▶ [Provided text]
◇ ◇ ◇
The model just ignored the tools despite the documentation claiming the contrary.
Fixing the solution
I read the LangChain4J documentation a couple of times but to no avail. I tried to use OpenAI and a handful of other AI tools with no success. Most of the answers confirmed it should work out of the box. Some mentioned calling the tool directly, which defeats the purpose; one mentioned that Ollama didn’t support tools. I checked the Ollama blog: it announced tools' support in 2024. I was stuck for nearly a day, wondering what I did wrong.
The decoupled architecture introduces more moving pieces.
I suspected something might be wrong in the whole call chain.
I removed the MCP proxy, added the github-mcp-server
directly to the application image, and changed the code from HTTP to stdio.
It didn’t fix the issue.
I was about to abandon when I decided to come back to the roots. I copied-pasted the sample from the documentation: it just worked! It was my ha-ha moment.
◇ ◇ ◇
[Stored data entries]
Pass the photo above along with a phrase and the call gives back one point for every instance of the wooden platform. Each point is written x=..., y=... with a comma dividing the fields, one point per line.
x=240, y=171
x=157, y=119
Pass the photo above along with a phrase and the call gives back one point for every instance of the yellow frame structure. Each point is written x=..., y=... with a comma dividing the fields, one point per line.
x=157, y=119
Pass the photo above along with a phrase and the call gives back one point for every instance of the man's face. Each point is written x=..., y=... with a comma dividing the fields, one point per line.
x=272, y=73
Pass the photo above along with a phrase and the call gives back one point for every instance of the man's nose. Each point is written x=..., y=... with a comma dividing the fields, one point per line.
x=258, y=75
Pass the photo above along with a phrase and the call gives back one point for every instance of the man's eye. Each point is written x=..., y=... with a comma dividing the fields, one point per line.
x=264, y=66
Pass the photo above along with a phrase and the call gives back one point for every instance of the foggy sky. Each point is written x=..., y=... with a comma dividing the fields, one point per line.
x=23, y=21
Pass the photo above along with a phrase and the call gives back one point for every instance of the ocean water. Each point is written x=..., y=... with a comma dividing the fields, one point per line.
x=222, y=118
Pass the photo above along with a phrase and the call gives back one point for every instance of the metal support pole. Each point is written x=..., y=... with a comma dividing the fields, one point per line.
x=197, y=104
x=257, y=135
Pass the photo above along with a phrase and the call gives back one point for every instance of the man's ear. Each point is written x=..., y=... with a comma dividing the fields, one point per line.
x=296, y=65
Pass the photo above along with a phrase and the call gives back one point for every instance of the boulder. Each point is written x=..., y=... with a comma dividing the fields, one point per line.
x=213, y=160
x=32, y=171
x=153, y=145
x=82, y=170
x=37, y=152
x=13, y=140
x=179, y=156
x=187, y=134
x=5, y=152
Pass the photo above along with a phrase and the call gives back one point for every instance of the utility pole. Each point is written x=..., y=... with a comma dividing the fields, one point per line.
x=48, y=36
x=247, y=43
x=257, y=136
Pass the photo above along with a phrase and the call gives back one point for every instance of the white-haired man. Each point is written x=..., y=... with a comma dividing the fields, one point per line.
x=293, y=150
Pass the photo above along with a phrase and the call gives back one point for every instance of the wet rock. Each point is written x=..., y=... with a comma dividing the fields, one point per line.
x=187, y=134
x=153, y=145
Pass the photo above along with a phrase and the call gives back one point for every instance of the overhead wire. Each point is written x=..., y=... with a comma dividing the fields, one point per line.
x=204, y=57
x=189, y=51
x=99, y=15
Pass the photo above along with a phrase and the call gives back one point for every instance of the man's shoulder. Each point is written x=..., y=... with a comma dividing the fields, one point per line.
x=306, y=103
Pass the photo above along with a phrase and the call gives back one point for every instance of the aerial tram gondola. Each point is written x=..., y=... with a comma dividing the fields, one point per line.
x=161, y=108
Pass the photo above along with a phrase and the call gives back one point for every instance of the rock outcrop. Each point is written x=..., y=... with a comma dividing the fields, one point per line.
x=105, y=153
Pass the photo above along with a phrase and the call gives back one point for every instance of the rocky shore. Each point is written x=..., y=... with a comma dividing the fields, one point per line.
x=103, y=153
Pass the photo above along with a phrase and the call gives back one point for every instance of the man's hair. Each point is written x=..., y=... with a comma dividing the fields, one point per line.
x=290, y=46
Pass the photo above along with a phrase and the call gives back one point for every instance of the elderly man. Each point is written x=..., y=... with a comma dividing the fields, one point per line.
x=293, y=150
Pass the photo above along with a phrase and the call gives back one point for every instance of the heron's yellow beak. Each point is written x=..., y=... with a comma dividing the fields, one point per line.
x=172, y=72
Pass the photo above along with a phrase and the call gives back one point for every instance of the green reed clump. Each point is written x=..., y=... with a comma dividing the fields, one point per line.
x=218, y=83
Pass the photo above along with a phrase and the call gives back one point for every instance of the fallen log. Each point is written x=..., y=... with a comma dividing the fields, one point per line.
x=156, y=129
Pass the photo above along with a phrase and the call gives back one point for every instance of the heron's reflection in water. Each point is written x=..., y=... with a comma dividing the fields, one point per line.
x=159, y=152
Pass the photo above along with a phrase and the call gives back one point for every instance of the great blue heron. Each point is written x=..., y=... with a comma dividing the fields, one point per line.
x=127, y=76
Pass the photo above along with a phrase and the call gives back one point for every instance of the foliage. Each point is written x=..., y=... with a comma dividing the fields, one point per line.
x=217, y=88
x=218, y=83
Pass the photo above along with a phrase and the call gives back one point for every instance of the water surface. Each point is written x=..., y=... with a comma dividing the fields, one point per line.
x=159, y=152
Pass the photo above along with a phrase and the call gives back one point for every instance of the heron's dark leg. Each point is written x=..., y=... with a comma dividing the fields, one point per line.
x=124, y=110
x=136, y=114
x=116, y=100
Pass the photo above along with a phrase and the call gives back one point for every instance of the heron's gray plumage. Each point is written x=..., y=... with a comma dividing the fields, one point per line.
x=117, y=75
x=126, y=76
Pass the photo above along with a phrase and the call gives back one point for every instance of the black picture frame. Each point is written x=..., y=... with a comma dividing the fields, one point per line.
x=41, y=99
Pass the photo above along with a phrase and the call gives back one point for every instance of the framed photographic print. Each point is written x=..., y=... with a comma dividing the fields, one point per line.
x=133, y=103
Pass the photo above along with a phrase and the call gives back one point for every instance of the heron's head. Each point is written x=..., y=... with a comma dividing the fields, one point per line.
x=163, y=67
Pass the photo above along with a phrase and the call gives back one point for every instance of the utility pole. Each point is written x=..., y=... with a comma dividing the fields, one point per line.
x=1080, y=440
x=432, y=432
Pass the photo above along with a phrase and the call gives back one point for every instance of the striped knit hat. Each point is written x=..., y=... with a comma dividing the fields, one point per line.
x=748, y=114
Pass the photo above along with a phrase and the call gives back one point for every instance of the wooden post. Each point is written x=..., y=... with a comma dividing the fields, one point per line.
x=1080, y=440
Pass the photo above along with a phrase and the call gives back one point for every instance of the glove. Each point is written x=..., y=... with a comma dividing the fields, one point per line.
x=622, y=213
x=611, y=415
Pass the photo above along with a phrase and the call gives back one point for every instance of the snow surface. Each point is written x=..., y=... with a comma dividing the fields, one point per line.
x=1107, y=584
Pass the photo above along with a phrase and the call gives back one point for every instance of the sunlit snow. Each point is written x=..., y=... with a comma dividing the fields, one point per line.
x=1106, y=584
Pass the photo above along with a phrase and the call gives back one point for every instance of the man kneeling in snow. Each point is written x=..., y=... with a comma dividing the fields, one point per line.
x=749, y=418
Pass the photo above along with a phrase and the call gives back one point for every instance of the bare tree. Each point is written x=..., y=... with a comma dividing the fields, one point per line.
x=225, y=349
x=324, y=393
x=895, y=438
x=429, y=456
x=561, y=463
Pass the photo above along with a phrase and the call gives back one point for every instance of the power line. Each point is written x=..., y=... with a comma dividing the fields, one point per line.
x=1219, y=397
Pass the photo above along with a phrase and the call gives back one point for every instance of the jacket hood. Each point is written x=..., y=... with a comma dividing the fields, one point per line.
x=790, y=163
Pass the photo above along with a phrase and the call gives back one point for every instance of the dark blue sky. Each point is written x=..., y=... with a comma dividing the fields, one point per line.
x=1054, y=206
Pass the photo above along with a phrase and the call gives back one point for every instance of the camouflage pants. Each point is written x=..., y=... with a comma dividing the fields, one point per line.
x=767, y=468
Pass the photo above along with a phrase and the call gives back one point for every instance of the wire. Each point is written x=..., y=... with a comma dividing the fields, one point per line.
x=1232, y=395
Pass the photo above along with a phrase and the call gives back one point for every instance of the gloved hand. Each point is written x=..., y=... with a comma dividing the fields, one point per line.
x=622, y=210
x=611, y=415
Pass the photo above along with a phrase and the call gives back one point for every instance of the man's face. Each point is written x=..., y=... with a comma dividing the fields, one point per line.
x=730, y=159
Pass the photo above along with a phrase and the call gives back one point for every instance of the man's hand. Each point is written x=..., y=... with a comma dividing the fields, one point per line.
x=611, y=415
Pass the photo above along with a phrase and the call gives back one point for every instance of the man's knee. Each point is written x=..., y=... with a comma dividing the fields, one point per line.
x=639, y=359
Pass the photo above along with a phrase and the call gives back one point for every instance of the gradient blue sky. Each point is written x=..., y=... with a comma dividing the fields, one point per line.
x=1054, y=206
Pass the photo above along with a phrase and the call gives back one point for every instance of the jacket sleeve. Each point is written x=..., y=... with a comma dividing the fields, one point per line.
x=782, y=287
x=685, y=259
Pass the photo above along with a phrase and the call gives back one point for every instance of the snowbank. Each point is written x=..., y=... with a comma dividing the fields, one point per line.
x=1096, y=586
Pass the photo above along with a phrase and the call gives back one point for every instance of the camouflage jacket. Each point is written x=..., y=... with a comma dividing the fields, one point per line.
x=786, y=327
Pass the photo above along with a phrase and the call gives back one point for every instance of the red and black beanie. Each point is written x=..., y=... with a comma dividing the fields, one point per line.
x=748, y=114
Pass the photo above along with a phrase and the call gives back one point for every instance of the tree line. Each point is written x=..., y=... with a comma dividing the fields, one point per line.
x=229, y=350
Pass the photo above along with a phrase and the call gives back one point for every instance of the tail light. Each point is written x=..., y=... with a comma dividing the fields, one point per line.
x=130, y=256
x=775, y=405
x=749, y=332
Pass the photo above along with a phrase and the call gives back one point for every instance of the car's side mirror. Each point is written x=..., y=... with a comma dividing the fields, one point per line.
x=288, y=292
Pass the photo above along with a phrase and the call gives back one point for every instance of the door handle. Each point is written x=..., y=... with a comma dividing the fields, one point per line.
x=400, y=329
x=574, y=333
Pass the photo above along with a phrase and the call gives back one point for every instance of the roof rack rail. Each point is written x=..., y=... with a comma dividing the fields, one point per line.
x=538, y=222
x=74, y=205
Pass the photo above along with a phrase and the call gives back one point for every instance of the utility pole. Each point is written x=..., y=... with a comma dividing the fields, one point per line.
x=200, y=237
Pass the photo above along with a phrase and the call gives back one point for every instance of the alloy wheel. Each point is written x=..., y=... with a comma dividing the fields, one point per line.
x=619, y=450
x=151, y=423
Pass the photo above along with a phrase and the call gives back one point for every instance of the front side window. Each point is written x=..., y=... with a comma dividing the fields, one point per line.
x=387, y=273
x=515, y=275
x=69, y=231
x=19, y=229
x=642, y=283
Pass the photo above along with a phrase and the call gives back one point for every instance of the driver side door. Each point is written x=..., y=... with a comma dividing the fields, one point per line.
◇ ◇ ◇
▶ [Set of tasks]
A. Decide whether each statement agrees with the text on LangChain4J tools. For each, answer yes or no and quote the deciding words from the text. (i) The Ollama blog announced support for tools in 2024. (ii) Removing the MCP proxy resolved the problem. (iii) The writer was stuck for about a week.
B. From the text on LangChain4J tools, list every change the writer made to the setup while suspecting a problem in the call chain.
C. In the text on LangChain4J tools, what did the writer copy and paste that finally worked?
Answer from the text on LangChain4J tools alone.

▶ [Expected responses]
A.
(i) Yes: "it announced tools' support in 2024."
(ii) No: "It didn’t fix the issue."
(iii) No: "I was stuck for nearly a day"

B.
- Removed the MCP proxy
- Added the github-mcp-server directly to the application image
- Changed the code from HTTP to stdio

C. The sample from the documentation.